Task statement:
Reproduce the data below with "in this picture" changed to "in this image" wherever it appears, leaving all other text unaltered. Leave the pictures out.

---------- Input records ----------

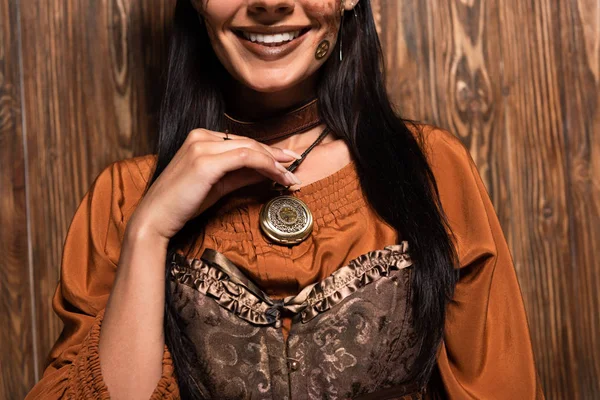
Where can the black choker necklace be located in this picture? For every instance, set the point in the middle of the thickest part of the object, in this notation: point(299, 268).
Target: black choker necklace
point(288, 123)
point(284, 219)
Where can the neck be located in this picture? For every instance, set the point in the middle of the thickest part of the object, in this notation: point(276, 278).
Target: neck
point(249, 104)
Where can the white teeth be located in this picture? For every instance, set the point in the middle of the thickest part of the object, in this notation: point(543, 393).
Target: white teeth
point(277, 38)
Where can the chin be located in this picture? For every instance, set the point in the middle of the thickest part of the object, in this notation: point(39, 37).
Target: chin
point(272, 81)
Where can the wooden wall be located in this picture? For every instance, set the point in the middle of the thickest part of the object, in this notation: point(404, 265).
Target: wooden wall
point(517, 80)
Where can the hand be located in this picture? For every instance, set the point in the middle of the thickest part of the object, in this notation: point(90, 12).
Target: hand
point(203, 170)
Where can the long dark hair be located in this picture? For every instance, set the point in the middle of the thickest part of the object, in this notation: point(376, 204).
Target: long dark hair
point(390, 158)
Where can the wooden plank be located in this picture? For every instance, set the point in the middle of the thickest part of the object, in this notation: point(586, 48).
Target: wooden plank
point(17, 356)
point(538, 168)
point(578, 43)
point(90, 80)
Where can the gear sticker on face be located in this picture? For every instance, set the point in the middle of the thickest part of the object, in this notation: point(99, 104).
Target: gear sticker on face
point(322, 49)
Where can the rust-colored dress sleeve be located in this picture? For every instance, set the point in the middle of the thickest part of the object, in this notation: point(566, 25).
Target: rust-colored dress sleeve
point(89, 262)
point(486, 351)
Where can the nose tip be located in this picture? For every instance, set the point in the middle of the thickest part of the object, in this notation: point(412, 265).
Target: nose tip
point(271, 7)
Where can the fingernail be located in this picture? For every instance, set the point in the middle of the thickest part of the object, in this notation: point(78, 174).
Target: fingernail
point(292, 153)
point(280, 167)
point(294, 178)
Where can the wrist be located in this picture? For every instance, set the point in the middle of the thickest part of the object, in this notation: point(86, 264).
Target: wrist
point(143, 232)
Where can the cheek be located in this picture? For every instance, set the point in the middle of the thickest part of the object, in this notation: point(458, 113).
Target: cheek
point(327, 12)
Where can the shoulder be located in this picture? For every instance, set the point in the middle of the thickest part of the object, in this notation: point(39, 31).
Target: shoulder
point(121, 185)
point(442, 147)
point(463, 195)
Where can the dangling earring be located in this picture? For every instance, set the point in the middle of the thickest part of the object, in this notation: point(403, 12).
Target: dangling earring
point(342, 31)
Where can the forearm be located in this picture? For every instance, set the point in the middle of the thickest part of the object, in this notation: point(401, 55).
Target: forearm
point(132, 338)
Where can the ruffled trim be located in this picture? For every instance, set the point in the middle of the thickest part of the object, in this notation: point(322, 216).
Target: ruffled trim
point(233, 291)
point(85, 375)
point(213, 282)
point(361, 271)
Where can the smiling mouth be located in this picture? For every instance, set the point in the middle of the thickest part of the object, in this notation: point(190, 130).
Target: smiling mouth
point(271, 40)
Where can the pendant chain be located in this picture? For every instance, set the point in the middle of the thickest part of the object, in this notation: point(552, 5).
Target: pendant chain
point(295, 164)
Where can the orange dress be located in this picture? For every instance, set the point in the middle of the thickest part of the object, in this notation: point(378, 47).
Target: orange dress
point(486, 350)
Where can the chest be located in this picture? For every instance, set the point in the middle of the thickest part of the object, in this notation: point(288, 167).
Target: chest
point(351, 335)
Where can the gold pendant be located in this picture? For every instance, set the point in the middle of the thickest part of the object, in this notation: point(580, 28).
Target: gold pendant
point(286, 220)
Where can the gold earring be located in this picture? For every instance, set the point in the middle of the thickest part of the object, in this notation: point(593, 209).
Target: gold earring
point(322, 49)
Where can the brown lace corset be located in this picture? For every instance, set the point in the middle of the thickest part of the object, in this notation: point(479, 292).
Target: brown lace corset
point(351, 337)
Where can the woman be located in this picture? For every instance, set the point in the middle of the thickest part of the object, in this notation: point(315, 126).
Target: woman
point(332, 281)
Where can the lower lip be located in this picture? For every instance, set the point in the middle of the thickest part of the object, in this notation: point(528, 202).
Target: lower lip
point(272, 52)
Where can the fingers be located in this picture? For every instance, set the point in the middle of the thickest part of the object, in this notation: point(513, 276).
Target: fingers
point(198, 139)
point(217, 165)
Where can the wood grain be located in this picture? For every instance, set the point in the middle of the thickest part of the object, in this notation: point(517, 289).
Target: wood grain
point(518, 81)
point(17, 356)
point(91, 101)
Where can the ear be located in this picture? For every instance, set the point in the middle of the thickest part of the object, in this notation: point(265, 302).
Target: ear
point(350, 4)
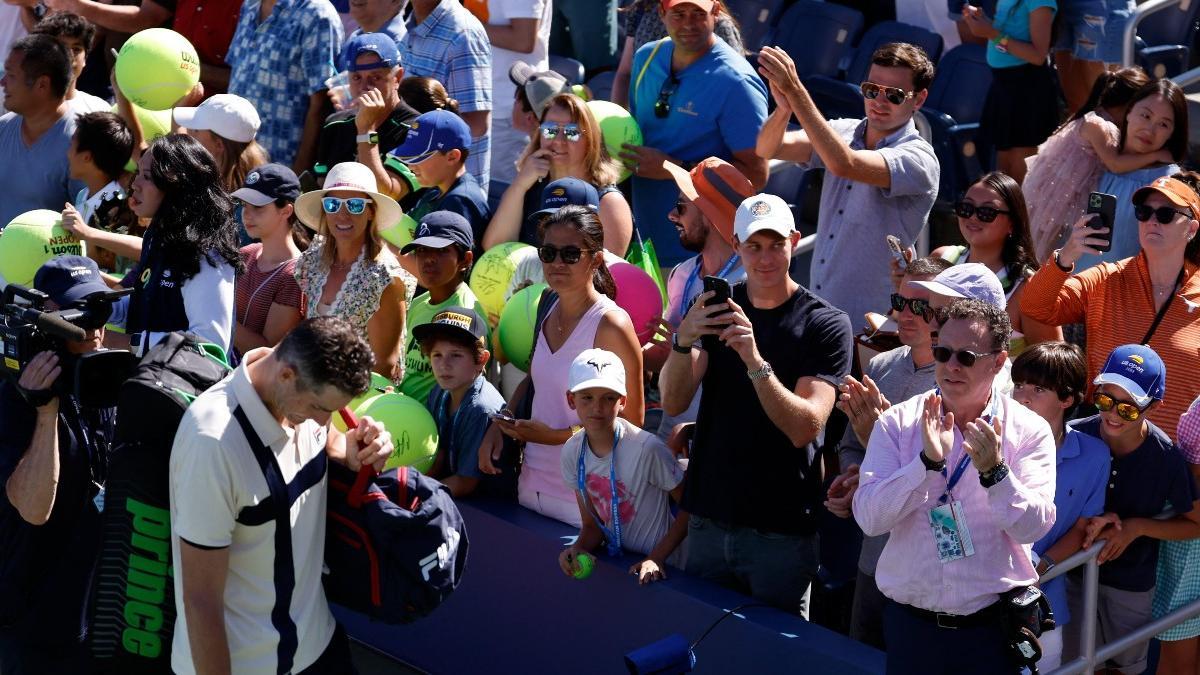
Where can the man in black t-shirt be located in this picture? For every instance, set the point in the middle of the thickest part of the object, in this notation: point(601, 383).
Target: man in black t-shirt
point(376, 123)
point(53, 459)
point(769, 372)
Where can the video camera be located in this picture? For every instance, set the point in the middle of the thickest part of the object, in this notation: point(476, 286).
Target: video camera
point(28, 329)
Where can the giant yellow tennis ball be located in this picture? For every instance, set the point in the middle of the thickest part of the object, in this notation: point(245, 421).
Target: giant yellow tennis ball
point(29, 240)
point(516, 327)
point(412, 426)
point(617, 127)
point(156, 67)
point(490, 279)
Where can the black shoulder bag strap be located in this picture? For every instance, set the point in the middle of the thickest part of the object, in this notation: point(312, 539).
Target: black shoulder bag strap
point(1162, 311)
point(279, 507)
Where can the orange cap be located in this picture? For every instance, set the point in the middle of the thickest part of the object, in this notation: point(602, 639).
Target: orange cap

----------

Right answer:
Where can the black choker necklace be located in this image? For every instance, set the point in the middle of the thickest part of the object, in this notation: point(299, 268).
Target: black choker necklace
point(288, 123)
point(284, 219)
Where can the neck be located in this image? For every instance, set the point in the middle of the thickest part of the object, in this notation: point(276, 278).
Target: neck
point(249, 104)
Where can the white teeth be located in this image? For every instance, set the point in the middle of the thickest part of the object, in this notation: point(543, 393).
Target: white teeth
point(277, 38)
Where can the chin be located in this image? For every instance, set the point in the middle of the thickest part of the object, in this notation: point(39, 37).
Target: chin
point(272, 81)
Where can the wooden wall be located in this image? For every instance, set the point in the middle of the thickest part of the object, in this notation: point(404, 265).
Target: wooden wall
point(517, 80)
Where can the hand be located in this image? For every instance, set the point in the middle of the thickest part of the object, in this notation: point(90, 12).
Target: hand
point(203, 170)
Where can the long dark hair be located in this image? For every instance, set the point in the middle of the thickest part of the object, in this notation: point(376, 204).
Target: long dark hair
point(390, 158)
Where can the wooden plank be located in this image? For every instance, set the point in the middle of the thickest part of the object, in this notation: point(586, 48).
Target: wooden plank
point(17, 356)
point(538, 168)
point(578, 43)
point(90, 80)
Where can the gear sticker on face be located in this image? For every instance, set the point in the middle of the thickest part of the object, in this notation: point(99, 104).
Target: gear sticker on face
point(322, 49)
Where can the rust-colored dress sleeve be located in this image? For every instance, set the point in the middle of the thickest part of the object, in this notation: point(566, 25).
Target: rust-colored dress sleeve
point(89, 262)
point(486, 351)
Where can the nose tip be located in this image? For every instance, set the point in the middle of the thickest part of the object, in this notation: point(412, 265).
Target: nose tip
point(271, 7)
Where can the fingernail be located in this image? For every instance, set the point in the middle of the thickest part of the object, in this notation: point(78, 174).
Target: fingernail
point(292, 153)
point(280, 167)
point(294, 178)
Where can the wrist be located in this image? For every instance, set the point in the middle of the thickest part of the object, in this notation: point(86, 264).
Target: wrist
point(143, 232)
Where can the cheek be located in this image? For every instance, set the point in the middle of the thickest part of the object, in this notation: point(458, 113).
Target: cheek
point(327, 12)
Where can the shoulder be located in this image? For every instance, set the point in the middle of the thickest part of the object, in this notation: point(39, 31).
Target: shoulder
point(121, 185)
point(442, 147)
point(463, 195)
Where can the dangling earring be located in this image? For every instance, set the point in the middle of the thickest part of the object, in this notation: point(403, 12).
Target: dangling earring
point(342, 31)
Where can the forearm be located in this image? For every instance, set the point in the middle of the thickest part of the object, in this notation: point(401, 55).
Target: forearm
point(132, 338)
Where can the ruffled trim be located in this image? For every instance, set the point in the middle of the thickest part of the object, in this notation: point(322, 216).
Target: ruffled trim
point(233, 291)
point(85, 375)
point(213, 282)
point(361, 271)
Where can the smiling mouth be located in this image? For every instance, set the point in the middle of the thickest part of the object, in this notation: point(190, 130).
Target: smiling mouth
point(271, 40)
Where can the pendant chain be located in this image? For every instance, set the point in the middle of the thickest part of the object, in this notation: point(552, 5).
Target: pendant chain
point(295, 164)
Where can the orange dress be located in this image? For every instance, set the point in the middle of the thickest part of the object, in this notation: point(378, 47).
Target: orange dress
point(486, 350)
Where can the chest be located in this image? For every instance, set the point in the middle of the thickest part of the object, in this notation: point(288, 167).
Target: chest
point(351, 335)
Where can the gold pendant be located in this image? For every instance, set the point in the middle of the thickest part of the object, in this notation: point(580, 28).
Target: gold pendant
point(286, 220)
Where can the gold earring be located in this image? For every instance, set the point in the middle of the thickest part of the object, in this notation: point(593, 209).
Target: gold earring
point(322, 49)
Where can the brown lace corset be located in this image? For every instance, set the point in the middle of the thickest part of the object, in this notation: point(479, 292).
Target: brown lace corset
point(351, 337)
Where can the woman be located in this image? For every instance, set the point in the middle of the thickest part of the object, in this notation: point(315, 126).
Target: woman
point(332, 281)
Where can the lower lip be located in this image? For every instance, set the point in the middle of the thickest part of the object, in this notation: point(528, 202).
Target: lower lip
point(272, 52)
Where can the fingers be located in this image? For every instance, set the point in the middle of the thickest part of the object, in this notation: point(513, 276).
Target: fingers
point(198, 139)
point(217, 165)
Where can the wood grain be located in this image? For every instance, set the point in the middle of the thickest part of the object, in this notation: point(517, 289).
Target: wood grain
point(518, 81)
point(17, 356)
point(91, 101)
Where can the ear be located in this image? For every instance, set the point in the middle of the thickest part of the object, in this notation: point(265, 302).
Target: ear
point(350, 4)
Where can the man in black t-shirt be located in this image? For every instance, set the point in the middle of the thickest part of the object, in this notation: point(601, 383).
Target: man in black t-shirt
point(376, 123)
point(53, 459)
point(769, 372)
Where can the video camera be located in this image? For every instance, set the point in the middle of the thickest part of the object, in this notation: point(476, 286).
Target: video camera
point(28, 329)
Where can the giant yellow tennis ball be located in this image? For every instance, set the point in the middle of the thickest part of the object, in this notation: point(245, 421).
Target: giant yellow tennis ball
point(29, 240)
point(516, 327)
point(412, 426)
point(617, 127)
point(156, 67)
point(490, 279)
Where can the black shoulder bag strap be located in this image? For every instance, set the point in the middle of the thickest part of the object, in this notation: point(312, 539).
Target: black shoulder bag strap
point(1162, 311)
point(279, 507)
Where can the orange cap be located in this image? For every instance, set the point in the middle of the thickest part of the object, in this notation: point(602, 639).
Target: orange cap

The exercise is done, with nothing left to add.